Aufgabe A
Übertrage die Datensätze vom ersten Eintrag bis einschließlich der Zeile mit "point(653, 450)" in eine Markdown-Tabelle mit den Spalten „Nr.“ und „Zeile“. Leerzeilen bleiben dabei unberücksichtigt.

Textauszug
- - - - - - -
Eine der zentralen Fragen bei dem Einsatz von Web 2.0 in und für Archive ist die Frage nach dem Nutzen für die Archive. Die Vorstellung etwas online zu stellen, was dann von anderen erschlossen, bzw. bearebitet wird ist eine der Zukunftsvisionen, die viele Archive verfolgen. Scheinbar bieten sich einige Bestände, wie z.B. Fotobestände für das sogenannte “Crowdsourcing” geradezu an. In den Niederlanden läuft schon seit Jahren erfolgreich die Crowdsourcing-Plattform www.velehande.nl Ellen Fleurbaay und Nelleke van Zeeland vom Stadsarchief Amsterdam berichten hier über das Projekt, die Betreuungsaufwände, den Nutzen und die Ergebnisse bis jetzt. Dieser Beitrag in englischer Sprache bassiert auf einem Vortrag, der beim Deutsch-Niederländischen Archivsymposium im Okober 2013 in Arnheim gehalten wurde.
Velehanden.nl: what does it take to make a crowd?
Von Nelleke van Zeeland und Ellen Fleurbaay
VeleHanden, which can be translated as Many Hands, is the online crowdsourcing platform initiated by the Amsterdam City Archives. It is active for almost two years now, so high time to look back, evaluate and value the results. A short history of the Amsterdam City Archives and our online activities will provide the necessary context and background of this project. Then we will focus on how the VeleHanden project was initiated and organised in a public private partnership. Then we will arrive at the most important question of crowdsourcing: how to create and keep a crowd. In conclusion, we will touch upon the results of VeleHanden. What did we accomplish? How is the quality of the work?
A short history of the Amsterdam City Archives
First of all some basic information on the Amsterdam City Archives. Since 2007 we are located in a beautiful building in the heart of the Amsterdam City Centre. We receive an average number of about 100.000 visitors a year. That is a figure we are very happy with, as before 2007, when we were housed in a picturesque little building on the outskirts of the city, we never attracted much more than a quarter of this number. And even this quarter was declining, in an alarmingly rapid pace. At the same time we were amazed to see how many visitors were attracted to our first website in 1998 and how fast the number of web visitors was growing. Without much effort, in a few years the website attracted ten times more visitors than our reading rooms.
The website started in 1998 and, as most websites in those days, it was a sort of online brochure, offering illustrated stories about highlights in our collections, information on opening hours and other practical things. Then we saw an Image database, probably Getty’s. We fell in love with it and wanted one for ourselves. In 2003 we had our own Beeldbank.
Abb1. Homepage + Projectpage
Then some visitors asked: ‘Why an Image database? Your core business is archives, so where are the archives? We had to admit that this was an apt remark and we set ourselves to get an overview and catalogue of our archival collections online. We named it: Archiefbank, or Archives Database. Our colleagues said: well done! But our customers were not satisfied and they asked: ‘Where is the button to see those documents? I cannot find it’.
- - - - - - -
Erfasste Daten

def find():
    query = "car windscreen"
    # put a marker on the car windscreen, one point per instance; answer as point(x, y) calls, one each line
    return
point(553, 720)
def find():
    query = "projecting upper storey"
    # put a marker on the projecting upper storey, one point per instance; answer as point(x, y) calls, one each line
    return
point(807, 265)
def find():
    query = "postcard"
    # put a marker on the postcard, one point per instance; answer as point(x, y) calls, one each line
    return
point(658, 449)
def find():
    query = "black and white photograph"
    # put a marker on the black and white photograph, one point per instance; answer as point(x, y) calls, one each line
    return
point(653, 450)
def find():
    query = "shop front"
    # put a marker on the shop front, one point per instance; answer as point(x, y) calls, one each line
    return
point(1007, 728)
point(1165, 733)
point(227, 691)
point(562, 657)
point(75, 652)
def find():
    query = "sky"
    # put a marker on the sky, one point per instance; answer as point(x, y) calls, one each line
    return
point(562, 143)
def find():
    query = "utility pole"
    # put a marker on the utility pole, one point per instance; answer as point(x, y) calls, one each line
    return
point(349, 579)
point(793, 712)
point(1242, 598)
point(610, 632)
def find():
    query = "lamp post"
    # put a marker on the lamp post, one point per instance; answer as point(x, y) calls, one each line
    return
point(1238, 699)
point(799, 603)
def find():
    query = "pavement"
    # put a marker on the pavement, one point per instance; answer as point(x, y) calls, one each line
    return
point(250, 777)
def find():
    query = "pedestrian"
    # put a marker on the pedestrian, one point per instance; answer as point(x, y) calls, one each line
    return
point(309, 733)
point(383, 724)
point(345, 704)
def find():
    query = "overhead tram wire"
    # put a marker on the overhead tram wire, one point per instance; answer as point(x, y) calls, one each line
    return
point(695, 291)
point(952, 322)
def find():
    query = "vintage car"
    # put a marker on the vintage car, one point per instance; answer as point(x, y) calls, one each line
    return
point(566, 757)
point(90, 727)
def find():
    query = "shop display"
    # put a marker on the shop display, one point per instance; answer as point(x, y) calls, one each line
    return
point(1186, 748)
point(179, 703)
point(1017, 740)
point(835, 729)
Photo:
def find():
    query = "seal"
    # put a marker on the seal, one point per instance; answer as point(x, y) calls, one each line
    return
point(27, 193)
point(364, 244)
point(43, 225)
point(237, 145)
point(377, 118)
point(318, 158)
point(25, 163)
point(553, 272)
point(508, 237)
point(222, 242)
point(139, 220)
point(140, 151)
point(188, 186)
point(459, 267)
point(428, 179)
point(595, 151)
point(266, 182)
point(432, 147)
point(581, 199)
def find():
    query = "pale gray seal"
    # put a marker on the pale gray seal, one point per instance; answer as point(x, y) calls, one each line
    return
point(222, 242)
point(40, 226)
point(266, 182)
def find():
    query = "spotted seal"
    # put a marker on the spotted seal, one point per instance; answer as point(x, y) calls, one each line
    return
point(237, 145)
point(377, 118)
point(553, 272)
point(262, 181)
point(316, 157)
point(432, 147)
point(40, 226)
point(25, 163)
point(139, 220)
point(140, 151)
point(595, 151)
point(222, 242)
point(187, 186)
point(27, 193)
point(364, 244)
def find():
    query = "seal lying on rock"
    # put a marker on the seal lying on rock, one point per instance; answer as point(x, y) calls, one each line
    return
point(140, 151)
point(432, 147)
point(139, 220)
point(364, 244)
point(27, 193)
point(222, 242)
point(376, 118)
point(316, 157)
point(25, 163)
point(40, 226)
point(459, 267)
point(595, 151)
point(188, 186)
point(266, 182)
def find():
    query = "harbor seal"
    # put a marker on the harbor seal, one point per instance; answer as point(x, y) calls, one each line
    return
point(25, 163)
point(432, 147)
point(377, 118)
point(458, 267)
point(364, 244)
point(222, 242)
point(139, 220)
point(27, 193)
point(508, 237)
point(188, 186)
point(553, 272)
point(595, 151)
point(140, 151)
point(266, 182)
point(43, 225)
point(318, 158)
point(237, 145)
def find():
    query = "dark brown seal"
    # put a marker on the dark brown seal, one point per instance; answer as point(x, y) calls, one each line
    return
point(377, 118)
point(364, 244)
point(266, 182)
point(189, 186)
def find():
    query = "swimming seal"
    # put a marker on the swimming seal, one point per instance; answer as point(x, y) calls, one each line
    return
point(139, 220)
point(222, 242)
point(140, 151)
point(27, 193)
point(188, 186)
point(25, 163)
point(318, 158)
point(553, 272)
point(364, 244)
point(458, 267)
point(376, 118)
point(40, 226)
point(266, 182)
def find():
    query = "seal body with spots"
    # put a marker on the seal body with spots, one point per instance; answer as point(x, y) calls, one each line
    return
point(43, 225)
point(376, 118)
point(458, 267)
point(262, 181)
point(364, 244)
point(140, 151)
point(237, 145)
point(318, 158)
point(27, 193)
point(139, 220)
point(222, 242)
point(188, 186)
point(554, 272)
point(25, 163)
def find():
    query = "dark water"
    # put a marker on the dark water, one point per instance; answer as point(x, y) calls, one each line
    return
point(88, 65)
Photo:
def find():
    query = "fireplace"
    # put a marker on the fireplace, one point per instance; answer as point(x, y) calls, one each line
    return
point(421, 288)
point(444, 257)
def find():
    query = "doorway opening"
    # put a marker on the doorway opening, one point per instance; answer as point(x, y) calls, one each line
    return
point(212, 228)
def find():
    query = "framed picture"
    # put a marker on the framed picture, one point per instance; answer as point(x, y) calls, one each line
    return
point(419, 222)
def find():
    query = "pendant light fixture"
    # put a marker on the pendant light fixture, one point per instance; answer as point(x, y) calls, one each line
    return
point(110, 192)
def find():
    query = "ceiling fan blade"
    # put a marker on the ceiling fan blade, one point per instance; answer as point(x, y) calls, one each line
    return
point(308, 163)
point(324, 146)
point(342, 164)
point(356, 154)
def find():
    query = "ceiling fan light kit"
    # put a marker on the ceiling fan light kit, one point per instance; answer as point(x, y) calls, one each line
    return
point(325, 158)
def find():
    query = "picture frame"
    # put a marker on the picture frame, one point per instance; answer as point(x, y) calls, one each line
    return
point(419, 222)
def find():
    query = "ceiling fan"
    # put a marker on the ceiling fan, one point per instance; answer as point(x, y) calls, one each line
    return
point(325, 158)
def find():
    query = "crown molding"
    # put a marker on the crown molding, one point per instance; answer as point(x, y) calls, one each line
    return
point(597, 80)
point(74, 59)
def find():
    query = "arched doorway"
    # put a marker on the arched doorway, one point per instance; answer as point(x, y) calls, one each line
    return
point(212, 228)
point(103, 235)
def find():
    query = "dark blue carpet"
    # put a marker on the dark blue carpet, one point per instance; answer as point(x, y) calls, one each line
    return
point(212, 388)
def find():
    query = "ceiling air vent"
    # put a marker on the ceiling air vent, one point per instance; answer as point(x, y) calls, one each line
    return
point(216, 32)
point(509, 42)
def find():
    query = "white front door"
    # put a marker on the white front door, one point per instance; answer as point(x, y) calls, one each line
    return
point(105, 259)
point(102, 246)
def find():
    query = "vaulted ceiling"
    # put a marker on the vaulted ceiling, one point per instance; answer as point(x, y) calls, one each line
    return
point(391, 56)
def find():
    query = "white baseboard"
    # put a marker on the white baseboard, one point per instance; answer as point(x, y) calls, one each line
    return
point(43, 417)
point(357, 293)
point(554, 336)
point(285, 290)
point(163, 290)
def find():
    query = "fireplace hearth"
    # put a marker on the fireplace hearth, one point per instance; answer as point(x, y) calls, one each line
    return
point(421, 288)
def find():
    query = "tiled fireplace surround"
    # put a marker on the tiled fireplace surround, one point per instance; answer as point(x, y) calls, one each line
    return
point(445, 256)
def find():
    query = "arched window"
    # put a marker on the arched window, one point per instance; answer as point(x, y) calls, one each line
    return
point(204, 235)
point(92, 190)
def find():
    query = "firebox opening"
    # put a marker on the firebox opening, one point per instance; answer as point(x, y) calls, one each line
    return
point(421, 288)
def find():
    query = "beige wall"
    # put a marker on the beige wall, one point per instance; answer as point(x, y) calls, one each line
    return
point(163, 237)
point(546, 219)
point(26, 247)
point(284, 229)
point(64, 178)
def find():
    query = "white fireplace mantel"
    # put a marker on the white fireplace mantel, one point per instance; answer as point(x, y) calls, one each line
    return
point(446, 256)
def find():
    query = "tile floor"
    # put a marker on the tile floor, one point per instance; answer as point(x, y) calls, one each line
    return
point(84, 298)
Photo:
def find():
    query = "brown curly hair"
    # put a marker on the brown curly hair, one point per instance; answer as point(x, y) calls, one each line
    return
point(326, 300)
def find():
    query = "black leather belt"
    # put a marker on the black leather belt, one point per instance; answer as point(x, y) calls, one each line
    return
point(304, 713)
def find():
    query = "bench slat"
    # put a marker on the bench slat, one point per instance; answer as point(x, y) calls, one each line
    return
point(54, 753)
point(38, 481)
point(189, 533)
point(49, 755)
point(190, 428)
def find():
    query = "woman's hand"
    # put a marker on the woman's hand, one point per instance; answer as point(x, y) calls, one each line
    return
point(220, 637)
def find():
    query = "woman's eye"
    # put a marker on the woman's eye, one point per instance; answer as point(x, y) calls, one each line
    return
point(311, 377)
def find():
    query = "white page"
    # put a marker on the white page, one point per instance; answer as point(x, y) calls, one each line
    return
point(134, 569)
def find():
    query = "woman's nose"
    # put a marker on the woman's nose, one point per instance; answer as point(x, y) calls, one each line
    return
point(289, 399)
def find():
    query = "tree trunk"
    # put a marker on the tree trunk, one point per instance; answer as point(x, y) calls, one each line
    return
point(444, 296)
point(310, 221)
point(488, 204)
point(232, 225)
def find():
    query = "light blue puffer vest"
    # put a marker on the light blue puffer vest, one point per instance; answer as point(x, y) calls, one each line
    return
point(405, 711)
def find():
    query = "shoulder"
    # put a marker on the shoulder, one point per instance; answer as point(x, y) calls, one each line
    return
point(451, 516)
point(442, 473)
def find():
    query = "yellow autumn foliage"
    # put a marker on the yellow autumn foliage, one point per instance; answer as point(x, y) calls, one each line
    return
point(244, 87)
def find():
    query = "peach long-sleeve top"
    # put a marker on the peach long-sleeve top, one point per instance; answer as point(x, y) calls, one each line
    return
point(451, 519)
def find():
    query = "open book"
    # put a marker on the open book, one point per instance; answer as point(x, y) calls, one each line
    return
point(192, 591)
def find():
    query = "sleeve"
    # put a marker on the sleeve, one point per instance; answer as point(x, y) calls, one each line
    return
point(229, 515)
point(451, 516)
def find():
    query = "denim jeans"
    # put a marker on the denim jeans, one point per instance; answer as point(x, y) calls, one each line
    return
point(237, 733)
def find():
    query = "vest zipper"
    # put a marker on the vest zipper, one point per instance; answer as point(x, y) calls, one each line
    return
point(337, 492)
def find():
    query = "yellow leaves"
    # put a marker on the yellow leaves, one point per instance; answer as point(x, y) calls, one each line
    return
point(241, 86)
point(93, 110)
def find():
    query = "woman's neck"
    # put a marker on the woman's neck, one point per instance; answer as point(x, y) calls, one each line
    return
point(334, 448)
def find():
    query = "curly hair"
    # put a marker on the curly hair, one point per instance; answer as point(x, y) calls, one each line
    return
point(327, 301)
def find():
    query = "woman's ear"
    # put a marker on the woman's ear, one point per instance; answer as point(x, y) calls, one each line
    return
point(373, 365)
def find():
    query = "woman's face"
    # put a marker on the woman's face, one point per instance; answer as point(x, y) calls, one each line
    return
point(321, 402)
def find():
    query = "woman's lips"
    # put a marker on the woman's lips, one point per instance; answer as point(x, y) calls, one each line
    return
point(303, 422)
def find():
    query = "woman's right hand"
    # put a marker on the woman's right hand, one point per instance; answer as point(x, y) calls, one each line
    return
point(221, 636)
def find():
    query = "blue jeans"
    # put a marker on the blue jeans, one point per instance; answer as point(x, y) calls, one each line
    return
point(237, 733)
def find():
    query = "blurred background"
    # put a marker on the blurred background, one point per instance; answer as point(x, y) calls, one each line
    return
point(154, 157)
- - - - - - -
Aufgabe B
In welchem Jahr erhielt das Stadtarchiv Amsterdam laut dem Textauszug seine eigene Bilddatenbank, die Beeldbank?

Musterlösung A
| Nr. | Zeile |
|---|---|
| 1 | def find(): |
| 2 |     query = "car windscreen" |
| 3 |     # put a marker on the car windscreen, one point per instance; answer as point(x, y) calls, one each line |
| 4 |     return |
| 5 | point(553, 720) |
| 6 | def find(): |
| 7 |     query = "projecting upper storey" |
| 8 |     # put a marker on the projecting upper storey, one point per instance; answer as point(x, y) calls, one each line |
| 9 |     return |
| 10 | point(807, 265) |
| 11 | def find(): |
| 12 |     query = "postcard" |
| 13 |     # put a marker on the postcard, one point per instance; answer as point(x, y) calls, one each line |
| 14 |     return |
| 15 | point(658, 449) |
| 16 | def find(): |
| 17 |     query = "black and white photograph" |
| 18 |     # put a marker on the black and white photograph, one point per instance; answer as point(x, y) calls, one each line |
| 19 |     return |
| 20 | point(653, 450) |

Musterlösung B
Im Jahr 2003.